• Excerto da fonte:
----------------

Córdoba

Ontem de manhã abri a janela do quarto e ali estava ela outra vez, a Catedral-Mesquita de Córdova, debruçado sobre o Guadalquivir, e debaixo de um manto cerúleo de Novembro. Sob a ponte romana, que une a praça da catedral ao Campo de la Verdad, passam, desde há dois mil anos, as águas do Grande Rio, indiferentes aos traços genéticos dos patronos da cidade. O templo, esse, já conta com uns veneráveis mil e trezentos anos e foi testemunha do período de ouro, entre os séculos X e XII, quando Córdova, estimulada por um milhão de habitantes e pelo engenho dos polimatas árabes e judeus, era o centro do mundo.

Em jeito de despedida, fiquei alguns momentos a contemplar a catedral. E não pude deixar de pensar que vivemos tempos ridículos (e perigosos). Ali ao fundo, pelas portas que dão acesso ao Pátio das Laranjas, entram homens, mulheres e transexuais, cristãos, muçulmanos e ateus, brancos, negros e azuis. Nas ruas que ladeiam a catedral e que logo se estendem pela juderia, circulam livremente cidadãos de todo o mundo, turistas, nativos ou imigrantes, com liberdade de culto e de conduta. Das portas dos restaurantes escapa-se o aroma oriental a cravinho e açafrão do rabo de touro cordovês, e, lá dentro, nas mesas, o tom rosáceo do salmorejo denuncia a maior oferta do Novo Mundo à cozinha europeia, o tomate. No entanto, do norte e do sul, chegam os gritos de intolerância, verberando uma imaginária tirania castelhana ou um sectarismo ocidental e cristão. Chamam-nos reaccionários, enquanto cobrem as suas mulheres com panos sombrios e proíbem a entradas de jogadores estrangeiros nos seus clubes de futebol. O intolerante é esquizofrénico e vê (o seu próprio) fanatismo em cada gesto do Outro.

Do outro lado do Mediterrâneo há uma indisfarçável ânsia de reconquista e o reavivamento do lendário suspiro do mouro, um suspiro por um Al-andalus há muito perdido nas brumas do tempo e da decadência do Islão moderna. É verdade que a História não tem um ponto final e que as fronteiras sempre oscilaram ao sabor do tempo e da vontade dos homens. O que se celebra de um lado não pode ser, por princípio absoluto e inegociável, proibido do outro. Luta-se por aquilo em que se acredita. Mas aquilo em que se acredita, no seio da vaga mourisca que ambiciona regressar à Península Ibérica, não cabe na sociedade aberta que, com mais ou menos sucesso, tentamos edificar e defender. A guarda avançada do Islão mais intransigente funda-se no obscurantismo. A cultura do Al-andalus cordovês é um corpo estranho a essas brigadas.

----------------

• Excerto dos dados:

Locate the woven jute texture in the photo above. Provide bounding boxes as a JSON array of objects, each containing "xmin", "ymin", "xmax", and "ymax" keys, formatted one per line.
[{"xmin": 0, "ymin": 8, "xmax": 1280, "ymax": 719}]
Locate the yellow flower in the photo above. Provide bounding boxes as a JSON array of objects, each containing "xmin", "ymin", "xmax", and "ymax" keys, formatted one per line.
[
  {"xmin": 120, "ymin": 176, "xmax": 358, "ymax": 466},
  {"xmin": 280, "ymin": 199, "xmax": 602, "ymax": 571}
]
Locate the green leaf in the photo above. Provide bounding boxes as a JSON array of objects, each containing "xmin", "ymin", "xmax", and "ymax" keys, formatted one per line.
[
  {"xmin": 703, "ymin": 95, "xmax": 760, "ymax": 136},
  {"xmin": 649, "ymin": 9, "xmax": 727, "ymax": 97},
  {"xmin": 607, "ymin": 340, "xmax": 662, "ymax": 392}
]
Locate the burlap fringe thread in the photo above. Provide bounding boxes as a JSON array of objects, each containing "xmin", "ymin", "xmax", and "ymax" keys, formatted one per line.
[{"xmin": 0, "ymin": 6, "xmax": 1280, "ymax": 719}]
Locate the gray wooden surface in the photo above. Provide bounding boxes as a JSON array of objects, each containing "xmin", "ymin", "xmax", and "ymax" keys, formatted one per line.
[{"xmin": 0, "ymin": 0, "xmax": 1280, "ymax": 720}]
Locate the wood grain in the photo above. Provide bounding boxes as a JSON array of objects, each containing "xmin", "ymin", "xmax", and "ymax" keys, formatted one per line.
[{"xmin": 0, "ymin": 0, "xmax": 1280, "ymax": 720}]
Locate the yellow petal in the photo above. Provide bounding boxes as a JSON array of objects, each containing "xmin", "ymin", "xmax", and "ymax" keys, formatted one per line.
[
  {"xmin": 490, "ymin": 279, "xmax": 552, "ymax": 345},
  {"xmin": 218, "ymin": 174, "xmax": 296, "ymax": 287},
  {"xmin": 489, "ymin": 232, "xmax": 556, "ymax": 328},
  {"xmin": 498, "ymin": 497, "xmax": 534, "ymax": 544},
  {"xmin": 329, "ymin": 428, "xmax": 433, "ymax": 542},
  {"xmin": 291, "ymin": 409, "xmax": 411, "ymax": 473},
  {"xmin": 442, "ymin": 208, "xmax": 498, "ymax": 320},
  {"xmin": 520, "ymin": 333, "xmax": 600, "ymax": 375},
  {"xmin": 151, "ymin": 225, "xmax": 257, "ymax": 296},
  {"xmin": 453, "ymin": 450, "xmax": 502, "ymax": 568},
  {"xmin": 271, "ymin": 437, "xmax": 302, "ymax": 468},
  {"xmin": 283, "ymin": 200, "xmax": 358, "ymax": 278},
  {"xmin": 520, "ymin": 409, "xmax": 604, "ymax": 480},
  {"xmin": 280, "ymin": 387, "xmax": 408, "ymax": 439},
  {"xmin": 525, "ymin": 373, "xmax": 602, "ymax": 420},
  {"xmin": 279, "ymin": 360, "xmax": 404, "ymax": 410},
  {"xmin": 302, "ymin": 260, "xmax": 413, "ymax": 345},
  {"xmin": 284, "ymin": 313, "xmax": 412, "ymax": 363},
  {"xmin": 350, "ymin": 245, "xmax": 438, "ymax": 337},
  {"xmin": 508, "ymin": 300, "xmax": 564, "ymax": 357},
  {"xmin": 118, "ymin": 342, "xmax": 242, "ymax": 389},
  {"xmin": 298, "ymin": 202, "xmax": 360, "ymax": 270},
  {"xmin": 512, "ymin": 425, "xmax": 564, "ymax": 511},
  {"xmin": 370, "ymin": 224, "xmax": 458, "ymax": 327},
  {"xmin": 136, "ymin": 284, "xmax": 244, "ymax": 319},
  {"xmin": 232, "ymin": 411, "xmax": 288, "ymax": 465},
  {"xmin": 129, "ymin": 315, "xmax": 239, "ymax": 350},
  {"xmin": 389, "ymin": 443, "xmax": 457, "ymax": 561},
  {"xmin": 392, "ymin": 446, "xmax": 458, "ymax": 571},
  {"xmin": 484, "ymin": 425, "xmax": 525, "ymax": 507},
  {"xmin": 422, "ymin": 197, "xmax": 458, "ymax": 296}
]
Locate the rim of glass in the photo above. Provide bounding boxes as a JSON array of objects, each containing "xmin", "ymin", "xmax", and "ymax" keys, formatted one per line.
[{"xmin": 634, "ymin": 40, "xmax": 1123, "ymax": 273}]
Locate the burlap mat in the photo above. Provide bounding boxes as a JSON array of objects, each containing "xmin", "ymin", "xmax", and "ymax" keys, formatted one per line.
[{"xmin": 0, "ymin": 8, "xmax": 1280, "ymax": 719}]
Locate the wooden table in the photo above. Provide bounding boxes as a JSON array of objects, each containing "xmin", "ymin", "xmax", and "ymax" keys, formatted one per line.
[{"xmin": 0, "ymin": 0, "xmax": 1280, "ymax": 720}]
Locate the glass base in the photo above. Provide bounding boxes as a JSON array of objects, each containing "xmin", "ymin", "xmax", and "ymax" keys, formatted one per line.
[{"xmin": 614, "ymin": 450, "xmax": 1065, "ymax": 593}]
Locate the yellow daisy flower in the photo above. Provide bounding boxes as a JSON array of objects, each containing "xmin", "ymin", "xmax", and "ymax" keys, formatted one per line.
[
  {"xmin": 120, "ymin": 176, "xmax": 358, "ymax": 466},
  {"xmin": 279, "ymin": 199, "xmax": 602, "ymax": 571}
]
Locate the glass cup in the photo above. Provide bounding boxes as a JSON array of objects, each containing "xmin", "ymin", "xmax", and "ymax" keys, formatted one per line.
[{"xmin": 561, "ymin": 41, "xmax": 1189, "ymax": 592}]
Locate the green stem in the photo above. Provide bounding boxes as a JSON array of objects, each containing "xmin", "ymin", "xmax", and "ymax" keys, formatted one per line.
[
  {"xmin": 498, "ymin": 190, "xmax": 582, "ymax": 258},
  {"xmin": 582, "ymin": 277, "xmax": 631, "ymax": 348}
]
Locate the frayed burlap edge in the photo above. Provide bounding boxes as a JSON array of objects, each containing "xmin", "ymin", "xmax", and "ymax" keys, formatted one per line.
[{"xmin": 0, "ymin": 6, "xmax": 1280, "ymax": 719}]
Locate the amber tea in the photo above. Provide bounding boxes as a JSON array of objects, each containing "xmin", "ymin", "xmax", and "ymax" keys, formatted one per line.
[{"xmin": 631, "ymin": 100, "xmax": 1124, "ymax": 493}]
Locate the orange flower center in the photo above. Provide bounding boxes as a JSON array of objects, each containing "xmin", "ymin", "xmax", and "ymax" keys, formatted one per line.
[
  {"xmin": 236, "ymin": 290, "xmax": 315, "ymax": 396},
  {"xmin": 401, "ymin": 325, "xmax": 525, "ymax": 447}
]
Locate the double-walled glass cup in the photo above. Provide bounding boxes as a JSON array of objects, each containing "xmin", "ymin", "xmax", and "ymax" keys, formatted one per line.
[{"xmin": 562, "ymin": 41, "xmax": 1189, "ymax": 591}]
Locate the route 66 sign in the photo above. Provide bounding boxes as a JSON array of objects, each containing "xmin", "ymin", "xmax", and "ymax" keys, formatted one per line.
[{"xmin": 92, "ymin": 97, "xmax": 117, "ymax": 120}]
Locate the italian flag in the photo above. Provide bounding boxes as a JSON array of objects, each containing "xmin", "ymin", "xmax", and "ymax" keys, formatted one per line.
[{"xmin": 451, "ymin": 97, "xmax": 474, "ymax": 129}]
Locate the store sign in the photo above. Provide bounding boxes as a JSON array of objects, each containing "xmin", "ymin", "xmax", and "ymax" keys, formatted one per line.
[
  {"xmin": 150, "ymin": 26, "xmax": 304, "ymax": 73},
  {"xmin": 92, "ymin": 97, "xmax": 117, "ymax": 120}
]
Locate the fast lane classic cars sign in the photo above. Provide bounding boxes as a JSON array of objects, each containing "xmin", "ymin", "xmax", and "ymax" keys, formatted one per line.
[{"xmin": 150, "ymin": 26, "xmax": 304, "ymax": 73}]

----------------

• Desafios:
A – Copie do texto sobre Córdova o trecho que começa em "Do outro lado" e termina em "a essas brigadas.".
B – Apresente em lista numerada, sem as linhas em branco, as linhas dos registros que começam na que contém "Locate the double-walled" e vão até o fim dos registros.

• Respostas às tarefas:
A –
Do outro lado do Mediterrâneo há uma indisfarçável ânsia de reconquista e o reavivamento do lendário suspiro do mouro, um suspiro por um Al-andalus há muito perdido nas brumas do tempo e da decadência do Islão moderna. É verdade que a História não tem um ponto final e que as fronteiras sempre oscilaram ao sabor do tempo e da vontade dos homens. O que se celebra de um lado não pode ser, por princípio absoluto e inegociável, proibido do outro. Luta-se por aquilo em que se acredita. Mas aquilo em que se acredita, no seio da vaga mourisca que ambiciona regressar à Península Ibérica, não cabe na sociedade aberta que, com mais ou menos sucesso, tentamos edificar e defender. A guarda avançada do Islão mais intransigente funda-se no obscurantismo. A cultura do Al-andalus cordovês é um corpo estranho a essas brigadas.

B –
1. Locate the double-walled glass cup in the photo above. Provide bounding boxes as a JSON array of objects, each containing "xmin", "ymin", "xmax", and "ymax" keys, formatted one per line.
2. [{"xmin": 562, "ymin": 41, "xmax": 1189, "ymax": 591}]
3. Locate the route 66 sign in the photo above. Provide bounding boxes as a JSON array of objects, each containing "xmin", "ymin", "xmax", and "ymax" keys, formatted one per line.
4. [{"xmin": 92, "ymin": 97, "xmax": 117, "ymax": 120}]
5. Locate the italian flag in the photo above. Provide bounding boxes as a JSON array of objects, each containing "xmin", "ymin", "xmax", and "ymax" keys, formatted one per line.
6. [{"xmin": 451, "ymin": 97, "xmax": 474, "ymax": 129}]
7. Locate the store sign in the photo above. Provide bounding boxes as a JSON array of objects, each containing "xmin", "ymin", "xmax", and "ymax" keys, formatted one per line.
8. [
9.   {"xmin": 150, "ymin": 26, "xmax": 304, "ymax": 73},
10.   {"xmin": 92, "ymin": 97, "xmax": 117, "ymax": 120}
11. ]
12. Locate the fast lane classic cars sign in the photo above. Provide bounding boxes as a JSON array of objects, each containing "xmin", "ymin", "xmax", and "ymax" keys, formatted one per line.
13. [{"xmin": 150, "ymin": 26, "xmax": 304, "ymax": 73}]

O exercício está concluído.